» PASSAGE:
⟨
Foreign actors can use social media (and other new media) to influence domestic debate, attack groups they see as a threat to their interests and promote unrest and division. They can use new digital tools to steal everything from data to intellectual property to financial reserves themselves. Digital investors with dubious allegiances can deny vital services to those in need worldwide, or establish rules for their enterprises that advance dangerous political agendas. Domestic extremists can pose a similar threat to those from overseas. And new technologies dramatically raise the likelihood of even more grievous threats.

AI chatbots could flood social media sites with millions of algorithmic voices advancing a single agenda or seeking to drown out the voices of real people or holders of a particular political view. AI-empowered trading schemes will give even greater advantages in computer-driven financial markets to the super-wealthy, and exacerbate social inequality.

AI is a tool that can give a strategic advantage to combatants or be a force-multiplier for terrorists, its development and distribution still largely left to market forces (or constrained by narrow, country-specific programs to limit its development—like those of the U.S. with regard to China). Deep fake technology can make it all but impossible to know the difference between what is happening in the world, and what individual people may be saying or may believe.

To date these threats have been addressed piecemeal, when they have been addressed at all. Our failure to anticipate them is a sign of the inadequacy of our government to provide useful oversight, as is our unwillingness to properly regulate Big Tech and challenge the highly concentrated power of a few organizations and individuals.


A TikTok video is displayed on a screen as social media executives testifies before the Senate Homeland Security and Governmental Affairs Committee during a hearing on social medias impact on homeland security on Capitol Hill in Washington, D.C., on Wednesday September 14, 2022.

Sarah Silbiger for The Washington Post via Getty Images

As we seek to find an appropriate response to the emergence of inter-related domestic and international threats, we are stymied by the institutional gaps we have in addressing these issues. We’re also hamstrung by our history of seeking unilateral or bilateral agreements to address these issues—rather than the multilateral ground rules to regulate the internet, digital finance, and trade in sensitive technologies that we need.
⟩
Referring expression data
⟨
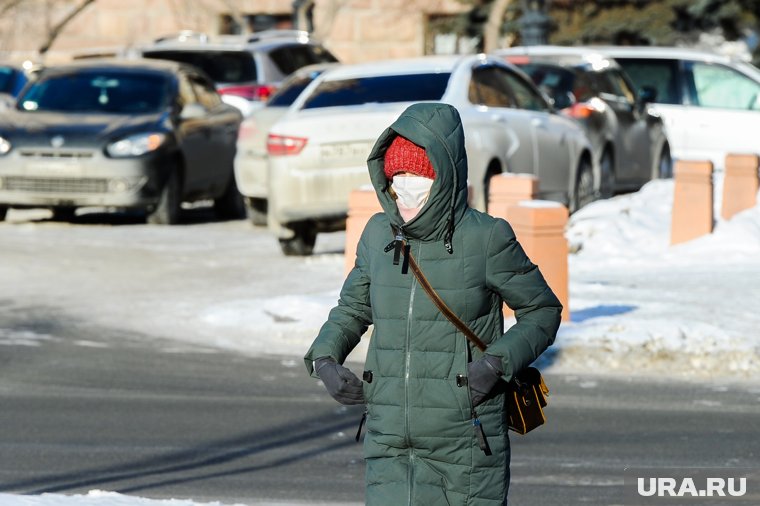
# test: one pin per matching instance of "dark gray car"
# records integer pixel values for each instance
(143, 135)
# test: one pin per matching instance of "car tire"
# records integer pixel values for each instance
(63, 213)
(230, 206)
(607, 175)
(302, 243)
(257, 211)
(169, 207)
(584, 192)
(664, 167)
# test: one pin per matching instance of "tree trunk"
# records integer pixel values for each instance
(492, 30)
(56, 30)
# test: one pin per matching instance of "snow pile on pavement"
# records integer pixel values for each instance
(102, 498)
(641, 305)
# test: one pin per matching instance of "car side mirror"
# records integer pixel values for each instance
(192, 111)
(564, 100)
(647, 94)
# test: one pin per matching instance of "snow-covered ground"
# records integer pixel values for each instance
(638, 305)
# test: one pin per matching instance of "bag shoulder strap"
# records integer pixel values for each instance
(440, 304)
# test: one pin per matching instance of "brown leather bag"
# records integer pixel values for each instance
(526, 392)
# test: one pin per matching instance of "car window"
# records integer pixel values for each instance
(290, 58)
(616, 84)
(526, 96)
(289, 91)
(555, 81)
(488, 87)
(379, 89)
(720, 86)
(220, 66)
(95, 91)
(662, 75)
(205, 91)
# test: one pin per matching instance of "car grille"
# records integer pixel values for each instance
(56, 154)
(55, 185)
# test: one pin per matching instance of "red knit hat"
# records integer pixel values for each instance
(405, 156)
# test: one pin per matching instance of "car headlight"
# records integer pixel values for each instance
(135, 145)
(5, 146)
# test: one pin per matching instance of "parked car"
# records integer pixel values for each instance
(145, 134)
(710, 103)
(627, 135)
(251, 159)
(318, 150)
(246, 69)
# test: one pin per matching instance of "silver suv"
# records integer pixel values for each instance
(710, 103)
(245, 68)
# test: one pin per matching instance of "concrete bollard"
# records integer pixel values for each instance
(740, 184)
(692, 201)
(539, 226)
(506, 190)
(362, 205)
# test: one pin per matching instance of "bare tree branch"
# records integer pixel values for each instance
(492, 29)
(56, 30)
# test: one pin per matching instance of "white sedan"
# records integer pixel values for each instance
(318, 149)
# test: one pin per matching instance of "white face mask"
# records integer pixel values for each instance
(412, 191)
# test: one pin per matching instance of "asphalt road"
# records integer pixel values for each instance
(86, 407)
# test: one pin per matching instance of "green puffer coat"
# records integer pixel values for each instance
(420, 446)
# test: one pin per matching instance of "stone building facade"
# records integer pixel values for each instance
(355, 30)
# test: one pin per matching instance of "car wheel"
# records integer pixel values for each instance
(64, 213)
(230, 206)
(302, 243)
(607, 170)
(664, 167)
(584, 192)
(257, 211)
(169, 207)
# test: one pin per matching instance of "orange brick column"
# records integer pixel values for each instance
(740, 184)
(362, 205)
(692, 201)
(540, 228)
(506, 190)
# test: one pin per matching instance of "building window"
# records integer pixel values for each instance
(254, 22)
(447, 34)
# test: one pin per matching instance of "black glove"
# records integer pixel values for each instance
(340, 382)
(482, 375)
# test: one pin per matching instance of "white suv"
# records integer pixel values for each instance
(710, 103)
(246, 69)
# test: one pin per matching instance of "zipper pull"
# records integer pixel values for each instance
(398, 243)
(361, 424)
(480, 434)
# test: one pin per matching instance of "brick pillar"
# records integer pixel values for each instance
(740, 184)
(540, 228)
(692, 201)
(362, 205)
(506, 190)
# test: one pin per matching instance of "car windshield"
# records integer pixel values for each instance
(289, 91)
(221, 66)
(104, 92)
(379, 89)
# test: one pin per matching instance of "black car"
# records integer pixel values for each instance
(142, 135)
(628, 138)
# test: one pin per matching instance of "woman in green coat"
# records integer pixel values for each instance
(423, 382)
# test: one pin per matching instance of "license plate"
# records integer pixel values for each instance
(54, 167)
(346, 150)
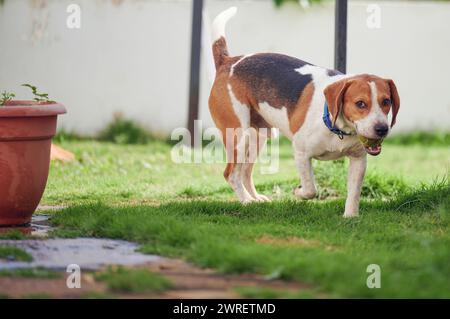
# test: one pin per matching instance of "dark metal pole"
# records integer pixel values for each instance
(340, 36)
(194, 81)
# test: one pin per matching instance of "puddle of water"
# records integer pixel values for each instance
(39, 226)
(88, 253)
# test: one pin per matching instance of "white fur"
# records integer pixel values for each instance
(218, 28)
(276, 117)
(312, 141)
(241, 110)
(239, 61)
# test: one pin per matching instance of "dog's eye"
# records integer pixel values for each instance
(387, 102)
(361, 104)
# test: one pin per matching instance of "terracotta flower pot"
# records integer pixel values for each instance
(26, 130)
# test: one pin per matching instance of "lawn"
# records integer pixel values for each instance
(135, 192)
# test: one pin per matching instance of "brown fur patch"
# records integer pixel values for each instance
(222, 111)
(297, 117)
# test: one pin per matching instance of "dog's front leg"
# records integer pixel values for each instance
(356, 171)
(308, 188)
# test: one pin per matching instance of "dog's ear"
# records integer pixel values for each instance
(395, 98)
(334, 94)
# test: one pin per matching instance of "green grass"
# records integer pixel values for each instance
(270, 293)
(30, 273)
(135, 192)
(127, 280)
(14, 254)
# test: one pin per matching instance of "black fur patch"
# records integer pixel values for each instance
(333, 72)
(272, 78)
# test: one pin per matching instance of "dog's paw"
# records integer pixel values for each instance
(303, 194)
(350, 214)
(262, 198)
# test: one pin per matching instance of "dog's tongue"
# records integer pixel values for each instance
(373, 150)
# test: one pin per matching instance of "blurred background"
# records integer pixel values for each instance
(133, 56)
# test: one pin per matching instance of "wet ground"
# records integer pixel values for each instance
(94, 254)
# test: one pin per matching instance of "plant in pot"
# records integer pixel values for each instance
(26, 131)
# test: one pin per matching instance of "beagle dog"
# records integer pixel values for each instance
(326, 114)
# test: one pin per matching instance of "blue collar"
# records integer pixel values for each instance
(329, 125)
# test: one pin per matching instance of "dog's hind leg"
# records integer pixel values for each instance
(308, 188)
(234, 172)
(252, 155)
(356, 171)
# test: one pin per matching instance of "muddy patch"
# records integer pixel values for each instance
(88, 253)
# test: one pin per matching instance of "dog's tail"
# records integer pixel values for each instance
(219, 47)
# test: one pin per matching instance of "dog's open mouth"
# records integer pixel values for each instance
(372, 146)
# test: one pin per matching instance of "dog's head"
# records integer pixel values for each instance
(365, 101)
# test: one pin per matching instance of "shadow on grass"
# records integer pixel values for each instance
(407, 236)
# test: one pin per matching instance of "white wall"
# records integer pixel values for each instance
(132, 56)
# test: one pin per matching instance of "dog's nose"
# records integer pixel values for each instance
(381, 129)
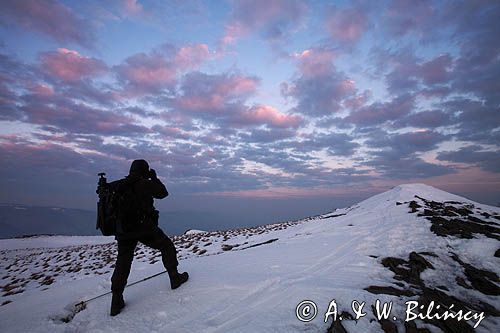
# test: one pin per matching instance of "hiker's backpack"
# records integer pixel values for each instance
(118, 208)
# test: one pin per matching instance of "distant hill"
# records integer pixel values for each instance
(17, 220)
(22, 220)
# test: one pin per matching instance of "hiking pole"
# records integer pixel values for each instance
(80, 306)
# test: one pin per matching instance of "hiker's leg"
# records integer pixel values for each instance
(159, 241)
(123, 263)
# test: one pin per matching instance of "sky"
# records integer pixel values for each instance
(262, 109)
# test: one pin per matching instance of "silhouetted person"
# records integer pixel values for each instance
(146, 186)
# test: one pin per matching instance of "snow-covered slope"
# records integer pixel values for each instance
(412, 243)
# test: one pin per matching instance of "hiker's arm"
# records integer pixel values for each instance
(157, 189)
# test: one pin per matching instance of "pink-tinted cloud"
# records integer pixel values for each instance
(48, 17)
(318, 88)
(378, 113)
(71, 66)
(437, 70)
(132, 7)
(406, 16)
(192, 56)
(346, 25)
(149, 73)
(272, 18)
(315, 62)
(265, 114)
(42, 90)
(212, 93)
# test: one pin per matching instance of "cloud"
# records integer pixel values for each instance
(477, 121)
(406, 16)
(50, 18)
(380, 112)
(426, 119)
(214, 94)
(346, 25)
(70, 66)
(488, 160)
(336, 144)
(264, 114)
(319, 88)
(150, 73)
(274, 19)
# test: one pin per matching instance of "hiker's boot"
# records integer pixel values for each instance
(117, 304)
(176, 278)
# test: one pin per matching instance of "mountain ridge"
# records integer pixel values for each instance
(397, 246)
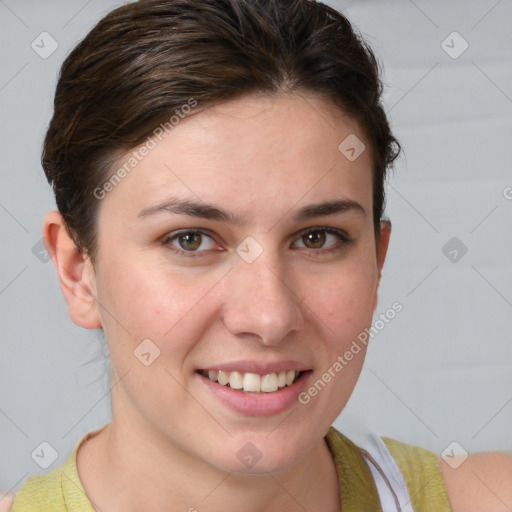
⟩
Continue the passage on digital and AI-driven threats from the point where it ends.

All this requires a new approach to national security thinking. We need a National Information Security Strategy and the mechanisms at the policy and working levels of our government to develop, oversee, and implement it.

We should be cognizant of several hurdles that exist to achieving this goal.

Too few in our government, especially on the legislative side, have sufficient understanding of these next generation technology-related issues to handle them. In the U.S., our corrupt form of political campaign finance gives disproportionate clout to tech moguls, which in turn compounds the already great clout they often have from the platforms and digital resources they control.

Existing institutional rivalries within the government (and between governments) will make collaboration difficult on critical questions. And perhaps most daunting of all, protecting fundamental rights like free speech and expression will be, from time to time, difficult to balance with protecting against threats such as disinformation, the rise of groups that pose a threat to our well-being, and foreign initiatives to undermine our security.

That said, we have faced and managed such challenges in the past with each new era of information technology—from media ownership rules to the fairness doctrine. We can meet this challenge again.

Indeed, we must. Absent constraints on malevolent actors, protections that ensure safe commerce, the ability to identify and manage threats to our information security, we will put at risk our fundamental freedoms and values in ways that today’s headlines should already be making painfully clear to all.